_GIVEN PROBLEM_
Can you transcribe all of the data below line for line, without changing anything, and leave the pictures out?

_RECORDED INFORMATION_
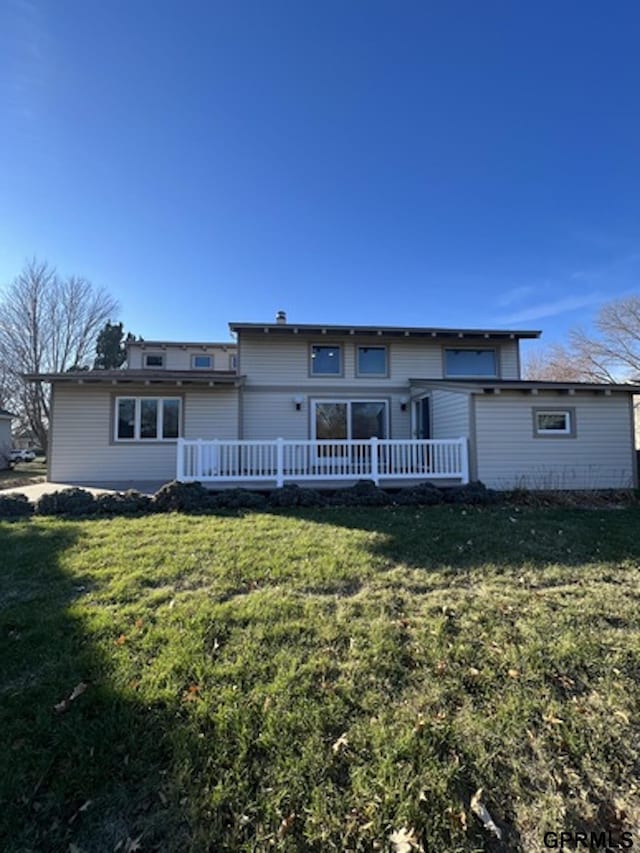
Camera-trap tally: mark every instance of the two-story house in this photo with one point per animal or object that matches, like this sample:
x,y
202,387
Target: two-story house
x,y
331,404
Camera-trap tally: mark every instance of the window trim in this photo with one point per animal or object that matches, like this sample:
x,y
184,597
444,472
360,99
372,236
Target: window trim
x,y
161,355
195,355
329,345
384,374
494,350
348,401
570,413
137,398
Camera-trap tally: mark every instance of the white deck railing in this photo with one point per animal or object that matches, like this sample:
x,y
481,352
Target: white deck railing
x,y
281,460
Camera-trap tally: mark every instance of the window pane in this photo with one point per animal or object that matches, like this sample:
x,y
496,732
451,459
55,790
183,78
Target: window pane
x,y
331,420
170,418
372,360
148,418
126,418
469,362
325,360
553,421
202,361
368,420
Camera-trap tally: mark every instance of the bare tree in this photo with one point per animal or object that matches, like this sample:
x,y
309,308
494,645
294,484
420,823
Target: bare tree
x,y
612,354
47,325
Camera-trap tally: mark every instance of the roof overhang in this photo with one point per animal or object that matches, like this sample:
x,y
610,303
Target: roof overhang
x,y
209,378
496,386
380,331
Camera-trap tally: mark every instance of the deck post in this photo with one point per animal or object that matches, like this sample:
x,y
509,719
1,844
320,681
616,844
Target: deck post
x,y
464,460
279,462
375,471
180,459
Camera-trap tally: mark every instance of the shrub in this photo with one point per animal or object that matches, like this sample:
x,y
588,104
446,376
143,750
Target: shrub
x,y
123,503
424,494
237,499
364,493
72,502
472,493
15,506
292,495
182,497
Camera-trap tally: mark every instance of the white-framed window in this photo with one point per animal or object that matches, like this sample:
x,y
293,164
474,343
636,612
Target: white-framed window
x,y
147,418
202,362
372,361
153,359
349,419
554,422
468,363
326,360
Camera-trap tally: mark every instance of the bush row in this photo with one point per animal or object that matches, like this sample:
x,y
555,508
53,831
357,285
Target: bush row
x,y
194,497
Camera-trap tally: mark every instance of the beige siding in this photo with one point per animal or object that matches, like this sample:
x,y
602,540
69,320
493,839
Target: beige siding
x,y
272,414
272,360
82,448
508,455
449,414
179,357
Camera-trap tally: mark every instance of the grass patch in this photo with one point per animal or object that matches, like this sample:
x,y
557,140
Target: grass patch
x,y
316,679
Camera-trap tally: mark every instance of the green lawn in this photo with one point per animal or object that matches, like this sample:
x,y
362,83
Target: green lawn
x,y
317,680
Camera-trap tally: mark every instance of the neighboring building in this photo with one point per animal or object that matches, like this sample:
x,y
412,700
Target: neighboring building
x,y
326,403
5,438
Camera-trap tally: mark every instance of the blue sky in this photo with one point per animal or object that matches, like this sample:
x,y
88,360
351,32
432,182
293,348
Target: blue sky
x,y
458,163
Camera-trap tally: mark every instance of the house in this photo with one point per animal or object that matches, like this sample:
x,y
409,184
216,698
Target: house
x,y
5,438
331,404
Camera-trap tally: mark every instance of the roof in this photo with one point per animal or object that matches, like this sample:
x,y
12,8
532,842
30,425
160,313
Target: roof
x,y
383,331
497,385
144,376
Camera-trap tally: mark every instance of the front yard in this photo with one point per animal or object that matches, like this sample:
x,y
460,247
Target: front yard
x,y
319,680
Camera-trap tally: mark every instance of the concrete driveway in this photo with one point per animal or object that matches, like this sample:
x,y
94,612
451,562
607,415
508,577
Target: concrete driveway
x,y
33,491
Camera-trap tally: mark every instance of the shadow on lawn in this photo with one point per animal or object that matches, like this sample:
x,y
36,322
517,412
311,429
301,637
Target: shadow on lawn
x,y
97,773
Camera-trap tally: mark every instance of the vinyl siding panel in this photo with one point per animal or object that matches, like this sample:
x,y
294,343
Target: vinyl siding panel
x,y
272,414
82,448
272,360
508,456
449,414
179,358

_ANSWER TO THE EXERCISE_
Camera-trap tally: mark every instance of the two-story house in this photo with one point per animal or object that matches, like this sample:
x,y
202,387
Target: two-story house
x,y
331,404
Camera-trap tally: mark every instance of the window trim in this photo with one point per animal or object that matches, like this sample:
x,y
184,597
444,472
360,99
372,236
Target: window trim
x,y
161,355
195,355
329,345
384,374
494,350
348,401
570,413
137,398
Camera-trap tally: mark every instance of the white deck railing in this photo with one point per animal or object that matches, like this sample:
x,y
481,352
Target: white deck railing
x,y
281,460
Camera-trap tally: mark every instance of the window pane in this photo with one point per animal or object that matches, like this sample:
x,y
496,732
451,459
55,790
183,78
Target: window pane
x,y
331,420
170,418
372,360
148,418
126,418
469,362
325,360
553,421
202,361
368,420
Camera-trap tally: mark every instance of the bare tree in this photo with one point per animal or object that matches, like this sample:
x,y
309,308
494,645
294,484
420,823
Target: bare tree
x,y
612,354
47,325
Camera-trap tally: mark every instance of the roof overhang in this photo with one point per animal or object that matches, like this sample:
x,y
610,303
Target: roof overhang
x,y
209,378
496,386
380,331
Camera-trap tally: mark every instance of the deck post in this photo with one point per animal or object that matches, like this sample:
x,y
509,719
1,844
320,681
616,844
Target: deck post
x,y
464,460
279,462
375,471
180,459
Camera-trap tally: mark every instance of the shrub in this photo with one point per animal or object that matches, like this sample:
x,y
588,104
446,376
143,750
Target: shrub
x,y
123,503
424,494
237,499
364,493
72,502
472,493
15,506
292,495
182,497
Camera-trap tally: mark every instance of the white-framed window in this photo with one point per animal or object that matches, like this sample:
x,y
293,164
474,343
636,612
Target: white-framed window
x,y
147,418
202,362
372,361
153,359
349,419
554,422
468,363
326,360
Camera-trap tally: mark every instance of the bush row in this photo with one point per animal or object that matches, like this sample:
x,y
555,508
53,831
357,285
Target: bush row
x,y
194,497
Camera-trap tally: mark every instance of the beige siding in this photo with one point per animal or object that matches, like this sample:
x,y
602,540
69,320
493,839
Target: beige siding
x,y
272,414
272,360
82,448
508,455
449,414
179,357
Camera-trap tally: mark every instance of the grass patch in this photo with one point per animal or object that matches, like this sample:
x,y
557,140
Target: grass patch
x,y
316,679
Camera-trap tally: mark every instance of the green lawn in this photo with one point per animal or object that matches, like this sample:
x,y
362,83
Target: green lawn
x,y
317,680
Camera-trap tally: mark every instance of the neighboring building in this photo with one point per animal or object that matches, like this sample:
x,y
412,700
Target: neighboring building
x,y
326,403
5,438
Camera-trap tally: mark every instance of the blue sky in this photo with one point per animal or object that matches, like this sample:
x,y
88,360
351,32
432,182
293,348
Target: blue sky
x,y
458,163
Camera-trap tally: mark every instance of the house in this photo with one point per animal or object that matches, like this sample:
x,y
409,184
216,698
Target: house
x,y
5,438
331,404
Camera-trap tally: mark every instance of the roof in this photo with one point per animal or object that matches, like this sample:
x,y
12,8
532,842
30,425
160,313
Target: roof
x,y
383,331
497,385
144,376
Camera-trap tally: mark every instance of the front yard in this photo with one point per animal or object that matches, like this sample:
x,y
460,247
Target: front yard
x,y
319,680
Camera-trap tally: mark every instance of the concrete driveway in this photo with one point per animal or object that matches, like this sample:
x,y
94,612
451,562
607,415
508,577
Target: concrete driveway
x,y
33,491
Camera-trap tally: mark every instance of the shadow on lawn in this photo with one point per animal or object that matches, like this sample:
x,y
36,322
517,412
311,429
301,637
Target: shadow on lawn
x,y
97,773
Camera-trap tally: mark every instance of the vinyl siding panel in this photo with one point per animal or object that matches, like this sample:
x,y
294,343
Target: vinyl siding panel
x,y
272,414
82,448
272,360
508,456
449,414
179,358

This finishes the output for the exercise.